▸ **PROVIDED DATA**
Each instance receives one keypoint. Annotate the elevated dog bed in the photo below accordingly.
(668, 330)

==

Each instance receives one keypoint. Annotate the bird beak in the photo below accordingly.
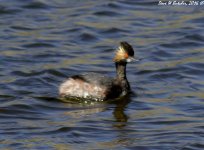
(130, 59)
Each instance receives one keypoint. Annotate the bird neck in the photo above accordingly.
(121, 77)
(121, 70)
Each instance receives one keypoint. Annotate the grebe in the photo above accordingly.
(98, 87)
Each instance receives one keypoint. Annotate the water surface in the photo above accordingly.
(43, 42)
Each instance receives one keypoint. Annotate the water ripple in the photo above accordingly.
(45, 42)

▸ **DIRECTIVE**
Tally the lines in the entries above that contain the string "keypoint", with case counting. Reply with the number alone.

▸ **SOLUTION FOR THIS PROBLEM**
6